[Start of section]

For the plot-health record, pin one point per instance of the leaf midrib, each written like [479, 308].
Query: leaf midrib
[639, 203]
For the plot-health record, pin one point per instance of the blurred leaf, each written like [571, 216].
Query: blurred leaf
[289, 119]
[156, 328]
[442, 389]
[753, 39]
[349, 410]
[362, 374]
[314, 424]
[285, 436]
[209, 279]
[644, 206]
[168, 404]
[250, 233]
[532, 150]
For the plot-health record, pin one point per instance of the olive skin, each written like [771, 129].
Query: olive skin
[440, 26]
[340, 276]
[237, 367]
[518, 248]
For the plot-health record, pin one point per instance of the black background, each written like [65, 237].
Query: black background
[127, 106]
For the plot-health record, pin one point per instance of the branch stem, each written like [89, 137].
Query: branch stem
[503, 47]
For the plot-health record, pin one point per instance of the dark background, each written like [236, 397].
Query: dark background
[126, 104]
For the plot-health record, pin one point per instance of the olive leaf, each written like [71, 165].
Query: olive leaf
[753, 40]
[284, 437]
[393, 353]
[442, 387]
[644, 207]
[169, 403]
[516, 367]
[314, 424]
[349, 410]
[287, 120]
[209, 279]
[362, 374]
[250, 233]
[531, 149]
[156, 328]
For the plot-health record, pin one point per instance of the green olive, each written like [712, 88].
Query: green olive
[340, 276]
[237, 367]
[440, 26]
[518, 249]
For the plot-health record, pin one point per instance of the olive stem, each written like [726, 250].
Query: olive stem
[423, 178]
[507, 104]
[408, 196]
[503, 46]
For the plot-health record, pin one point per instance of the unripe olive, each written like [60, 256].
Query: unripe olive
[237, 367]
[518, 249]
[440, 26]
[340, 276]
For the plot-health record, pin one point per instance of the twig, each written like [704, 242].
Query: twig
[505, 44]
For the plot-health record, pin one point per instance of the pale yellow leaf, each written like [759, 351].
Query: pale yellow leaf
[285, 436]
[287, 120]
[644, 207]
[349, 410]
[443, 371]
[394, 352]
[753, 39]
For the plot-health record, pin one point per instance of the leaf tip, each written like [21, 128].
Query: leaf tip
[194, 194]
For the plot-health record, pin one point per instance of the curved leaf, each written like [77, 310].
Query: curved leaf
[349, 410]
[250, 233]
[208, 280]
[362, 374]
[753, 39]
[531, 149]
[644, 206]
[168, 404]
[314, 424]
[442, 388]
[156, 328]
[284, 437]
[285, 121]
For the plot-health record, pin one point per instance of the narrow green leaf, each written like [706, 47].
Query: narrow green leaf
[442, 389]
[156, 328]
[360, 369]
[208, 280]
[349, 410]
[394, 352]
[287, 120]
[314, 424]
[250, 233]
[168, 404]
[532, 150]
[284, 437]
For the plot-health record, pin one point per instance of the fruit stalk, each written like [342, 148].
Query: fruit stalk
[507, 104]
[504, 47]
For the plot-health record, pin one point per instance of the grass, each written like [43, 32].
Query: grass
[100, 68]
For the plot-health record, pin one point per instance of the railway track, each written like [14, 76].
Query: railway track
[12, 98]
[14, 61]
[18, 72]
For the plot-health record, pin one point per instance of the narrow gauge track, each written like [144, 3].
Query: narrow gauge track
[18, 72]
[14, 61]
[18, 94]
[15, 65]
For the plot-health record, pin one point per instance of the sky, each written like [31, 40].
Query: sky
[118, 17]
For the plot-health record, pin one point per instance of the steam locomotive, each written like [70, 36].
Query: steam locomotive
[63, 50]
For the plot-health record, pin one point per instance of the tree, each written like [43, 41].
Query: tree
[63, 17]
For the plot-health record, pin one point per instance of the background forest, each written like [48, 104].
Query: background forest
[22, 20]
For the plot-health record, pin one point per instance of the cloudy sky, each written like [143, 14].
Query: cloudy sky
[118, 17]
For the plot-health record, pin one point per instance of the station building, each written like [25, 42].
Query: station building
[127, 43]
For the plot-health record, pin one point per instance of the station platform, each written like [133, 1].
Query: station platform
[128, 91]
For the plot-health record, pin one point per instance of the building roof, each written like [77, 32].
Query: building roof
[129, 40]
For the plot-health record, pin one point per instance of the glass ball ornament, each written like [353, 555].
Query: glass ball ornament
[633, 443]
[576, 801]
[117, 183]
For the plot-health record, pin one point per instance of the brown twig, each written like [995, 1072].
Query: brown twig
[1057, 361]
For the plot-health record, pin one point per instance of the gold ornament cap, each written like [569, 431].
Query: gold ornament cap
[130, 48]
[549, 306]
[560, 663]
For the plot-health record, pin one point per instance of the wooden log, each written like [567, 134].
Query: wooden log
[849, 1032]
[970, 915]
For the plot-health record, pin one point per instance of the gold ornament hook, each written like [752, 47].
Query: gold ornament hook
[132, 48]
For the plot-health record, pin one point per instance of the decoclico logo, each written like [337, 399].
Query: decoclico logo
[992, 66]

[End of section]

■ Activity
Retype all the material above precisely, with no line left out.

■ Result
For the plot-health record, pin one point per instance of the leaf midrib, each written like [479, 308].
Query: leaf midrib
[639, 203]
For the plot-health record, pin one point per instance of the blurred leaf, each written like [571, 216].
Query: blurred leaf
[289, 119]
[156, 328]
[442, 389]
[753, 39]
[349, 410]
[362, 374]
[314, 424]
[285, 436]
[209, 279]
[644, 206]
[168, 404]
[250, 233]
[532, 150]
For the plot-health record, pin one point per instance of the olive skin, each written like [771, 129].
Query: olive skin
[440, 26]
[340, 276]
[237, 367]
[518, 248]
For the plot-health record, pin one point per instance of the black background, each written like [65, 237].
Query: black background
[127, 106]
For the plot-health record, pin one point per instance of the branch stem, each written like [89, 137].
Query: branch stem
[503, 47]
For the plot-health record, pin one point per instance of the dark background, each written like [236, 397].
Query: dark background
[126, 104]
For the plot-health record, pin one point per instance of the olive leaf, each written like [71, 165].
Query: olive leaf
[753, 40]
[284, 437]
[393, 353]
[442, 387]
[644, 207]
[169, 403]
[516, 367]
[314, 424]
[349, 410]
[287, 120]
[209, 279]
[362, 374]
[250, 233]
[531, 149]
[156, 328]
For the plot-health record, pin one point per instance of the green olive, each written like [712, 88].
Query: green olive
[340, 276]
[237, 367]
[440, 26]
[518, 249]
For the plot-health record, pin one point per instance of the olive stem, each written like [726, 250].
Query: olive stem
[423, 178]
[507, 104]
[408, 196]
[503, 46]
For the plot-health record, pin one point per instance of the unripe olive, each written like [60, 256].
Query: unripe olive
[237, 367]
[518, 249]
[440, 26]
[340, 276]
For the plot-health record, pin one point per instance of the twig, each written like [704, 242].
Query: twig
[505, 44]
For the plot-health record, pin one point per instance of the pale yellow leaf, each written like [759, 351].
Query: pale yellow leaf
[285, 436]
[287, 120]
[644, 207]
[349, 410]
[443, 371]
[394, 352]
[753, 39]
For the plot-health record, pin one point per instance of the leaf tip, each written like [21, 128].
Query: leaf tip
[194, 194]
For the plot-health record, pin one point per instance of the curved leaf, each written like [77, 310].
Query: curved leaf
[349, 410]
[250, 233]
[208, 280]
[362, 374]
[753, 39]
[531, 149]
[644, 206]
[168, 404]
[314, 424]
[442, 388]
[156, 328]
[284, 437]
[285, 121]
For the plot-health record, pin one point per instance of the narrow green leaf, each written like [706, 47].
Query: narrow green leaf
[442, 389]
[156, 328]
[360, 369]
[208, 280]
[349, 410]
[394, 352]
[287, 120]
[314, 424]
[250, 233]
[168, 404]
[532, 150]
[284, 437]
For the plot-health record, pin one point per instance of the fruit stalk, each written like [342, 148].
Query: fruit stalk
[507, 104]
[504, 47]
For the plot-health record, pin one point per instance of the grass, each written like [43, 32].
Query: grass
[100, 68]
For the plot-health record, pin one point per instance of the railway track, each written like [14, 76].
Query: railway track
[12, 98]
[14, 61]
[18, 72]
For the plot-health record, pin one point per instance of the narrow gauge track, each written like [144, 3].
Query: narrow gauge track
[18, 72]
[14, 61]
[18, 94]
[15, 65]
For the plot-health record, pin one point per instance of the sky, each written like [31, 40].
Query: sky
[118, 17]
For the plot-health record, pin one point per instance of the steam locomotive, each written like [70, 36].
Query: steam locomotive
[63, 50]
For the plot-health record, pin one point per instance of the tree, each written like [43, 41].
Query: tree
[63, 17]
For the plot-health record, pin one point per instance of the background forest, each written like [48, 104].
Query: background forest
[22, 20]
For the plot-health record, pin one point per instance of the cloudy sky, each written like [143, 14].
Query: cloudy sky
[118, 17]
For the plot-health record, pin one point per instance of the station building, each written like [25, 42].
Query: station building
[127, 43]
For the plot-health record, pin one point per instance of the station platform, each written like [133, 1].
Query: station platform
[128, 91]
For the plot-health record, pin one point per instance of the building roof, each written like [77, 32].
Query: building roof
[129, 40]
For the plot-health record, pin one point per instance of the glass ball ornament, each written like [353, 555].
Query: glass ball ornament
[633, 443]
[576, 801]
[117, 183]
For the plot-health record, pin one point per instance of the brown twig, each written like [995, 1072].
Query: brown twig
[1057, 361]
For the plot-health record, pin one point per instance of the gold ornament cap, each written like [569, 431].
Query: gold ornament cap
[130, 48]
[549, 306]
[560, 663]
For the plot-health record, pin one point per instance of the wooden log, each written like [567, 134].
Query: wooden log
[849, 1032]
[970, 915]
For the plot-health record, pin one point per instance of the gold ornament hook, each written like [752, 47].
Query: gold ornament hook
[132, 48]
For the plot-health record, pin one point per instance of the decoclico logo, each written like [337, 399].
Query: decoclico logo
[992, 66]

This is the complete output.